# Extrait du document:

——

Isabelle Stengers : “Oui, il y a une passion éradicatrice dans la Raison”
Alors qu’elle vient de coordonner un ouvrage collectif consacré au pragmatisme, Au risque des effets. Une lutte à main armée contre la Raison ? (avec Didier Debaise, Les Liens qui libèrent, 2023), la philosophe des sciences Isabelle Stengers revient sur ce courant de pensée américain souvent mal compris. Et en fait un outil pour libérer la Modernité de ses a priori.
Qu’est-ce que le pragmatisme ?
Isabelle Stengers : Vaste question ! Nous nous concentrons avant tout, dans cet ouvrage collectif, sur William James, qui a créé le mot… mais qui ne l’aimait pas trop ! Il y a bien des usages différents du mot pragmatisme. Des usages politiques, notamment : les politiques sont censées être des politiques sans idéologie, réduites à un critère « objectif » d’efficacité. Il s’agit de maximiser un effet déterminé. Ce n’est évidemment pas ce pragmatisme-là que nous explorons. Le pragmatisme qui nous intéresse, celui de James, est un pragmatisme aventureux, « au risque des effets ». Non pas une volonté de dominer une situation selon des critères et des objectifs prédéfinis, mais de prêter attention aux choses et aux idées, aux pratiques et aux savoirs, dans leurs modalités plurielles d’existence, sans censure a priori, et à la manière dont toutes ces choses, dans l’entrelacs des relations qui se tissent entre elles, ont des effets imprévisibles, inattendus, les unes sur les autres. Nos raisons comptent, mais nous ne pouvons pas savoir comment elles participeront aux histoires qui se tissent. Or dire non à un monde qui ne peut offrir aucune garantie parce que c’est un monde qui se fait, c’est faire option contre ce monde, c’est le juger au nom des idéaux qu’il déçoit. Comme si nous avions le droit d’être déçus.

——

# Travail demandé:
1. Répondez aux questions suivantes à partir de l'entretien :
(a) Avec qui Isabelle Stengers a-t-elle coordonné l'ouvrage collectif ?
(b) Qui a créé le mot « pragmatisme » ?
(c) Dans les usages politiques du mot, à quel critère les politiques sont-elles réduites ?
2. Indiquez le nombre de lignes des enregistrements qui contiennent la chaîne « grass », en respectant la casse. Donnez uniquement ce nombre.

——

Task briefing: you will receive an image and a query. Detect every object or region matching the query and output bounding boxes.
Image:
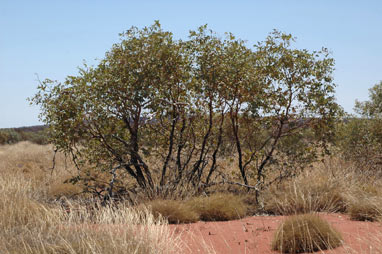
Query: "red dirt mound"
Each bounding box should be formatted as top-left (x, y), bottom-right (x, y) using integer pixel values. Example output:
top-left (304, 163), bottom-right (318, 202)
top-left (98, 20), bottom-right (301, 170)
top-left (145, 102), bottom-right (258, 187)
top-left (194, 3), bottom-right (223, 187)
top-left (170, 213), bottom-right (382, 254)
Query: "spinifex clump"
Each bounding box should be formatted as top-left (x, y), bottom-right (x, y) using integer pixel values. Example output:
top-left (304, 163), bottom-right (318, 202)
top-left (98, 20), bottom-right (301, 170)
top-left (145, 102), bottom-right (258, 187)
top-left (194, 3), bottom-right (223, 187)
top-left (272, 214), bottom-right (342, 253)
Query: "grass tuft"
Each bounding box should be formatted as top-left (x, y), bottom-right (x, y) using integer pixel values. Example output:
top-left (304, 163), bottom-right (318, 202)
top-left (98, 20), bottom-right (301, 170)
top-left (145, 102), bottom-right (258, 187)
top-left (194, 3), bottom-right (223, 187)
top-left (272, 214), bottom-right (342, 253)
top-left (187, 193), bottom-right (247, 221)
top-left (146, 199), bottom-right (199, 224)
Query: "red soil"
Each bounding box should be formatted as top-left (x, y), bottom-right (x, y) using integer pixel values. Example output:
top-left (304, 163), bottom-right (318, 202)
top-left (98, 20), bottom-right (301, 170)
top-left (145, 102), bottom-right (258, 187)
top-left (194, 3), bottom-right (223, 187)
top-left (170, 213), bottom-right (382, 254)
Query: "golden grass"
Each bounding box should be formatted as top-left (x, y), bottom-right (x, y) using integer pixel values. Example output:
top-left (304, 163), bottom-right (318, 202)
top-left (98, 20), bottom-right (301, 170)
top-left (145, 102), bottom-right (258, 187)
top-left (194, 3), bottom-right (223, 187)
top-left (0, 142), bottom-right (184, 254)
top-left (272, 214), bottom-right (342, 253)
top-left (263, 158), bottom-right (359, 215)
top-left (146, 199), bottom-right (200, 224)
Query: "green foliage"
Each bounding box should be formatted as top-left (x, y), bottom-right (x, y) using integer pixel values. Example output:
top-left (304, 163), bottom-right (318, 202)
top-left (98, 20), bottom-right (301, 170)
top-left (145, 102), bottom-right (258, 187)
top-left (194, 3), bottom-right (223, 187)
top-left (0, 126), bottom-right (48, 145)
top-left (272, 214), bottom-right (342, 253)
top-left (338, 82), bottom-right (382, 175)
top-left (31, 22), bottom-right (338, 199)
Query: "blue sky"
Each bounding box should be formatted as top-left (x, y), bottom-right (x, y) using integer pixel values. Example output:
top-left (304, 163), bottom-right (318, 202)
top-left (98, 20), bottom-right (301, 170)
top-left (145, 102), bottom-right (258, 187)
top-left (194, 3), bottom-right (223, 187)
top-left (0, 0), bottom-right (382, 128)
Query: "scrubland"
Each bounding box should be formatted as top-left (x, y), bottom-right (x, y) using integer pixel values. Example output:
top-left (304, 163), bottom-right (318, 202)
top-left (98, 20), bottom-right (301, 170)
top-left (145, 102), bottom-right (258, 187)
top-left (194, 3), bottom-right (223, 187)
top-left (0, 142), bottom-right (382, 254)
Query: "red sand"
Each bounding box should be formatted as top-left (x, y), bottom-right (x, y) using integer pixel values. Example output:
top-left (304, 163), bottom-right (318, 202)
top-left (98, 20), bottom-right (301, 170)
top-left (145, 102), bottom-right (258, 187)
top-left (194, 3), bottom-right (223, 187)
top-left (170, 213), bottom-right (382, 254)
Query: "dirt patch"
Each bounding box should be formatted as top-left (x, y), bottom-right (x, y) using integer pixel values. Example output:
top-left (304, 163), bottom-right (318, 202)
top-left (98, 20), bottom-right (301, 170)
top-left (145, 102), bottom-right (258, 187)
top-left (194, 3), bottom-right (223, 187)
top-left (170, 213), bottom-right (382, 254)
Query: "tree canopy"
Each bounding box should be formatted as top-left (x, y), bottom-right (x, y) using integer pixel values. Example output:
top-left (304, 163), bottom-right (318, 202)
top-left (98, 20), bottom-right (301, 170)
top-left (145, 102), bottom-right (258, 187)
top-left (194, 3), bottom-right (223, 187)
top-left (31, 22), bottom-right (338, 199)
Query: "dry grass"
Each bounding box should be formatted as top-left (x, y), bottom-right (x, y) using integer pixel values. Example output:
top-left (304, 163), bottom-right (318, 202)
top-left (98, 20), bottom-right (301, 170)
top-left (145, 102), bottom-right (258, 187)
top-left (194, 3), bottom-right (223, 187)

——

# Corrigé des tâches:
1.
(a) Avec Didier Debaise.
(b) William James.
(c) À un critère « objectif » d'efficacité.

2. 3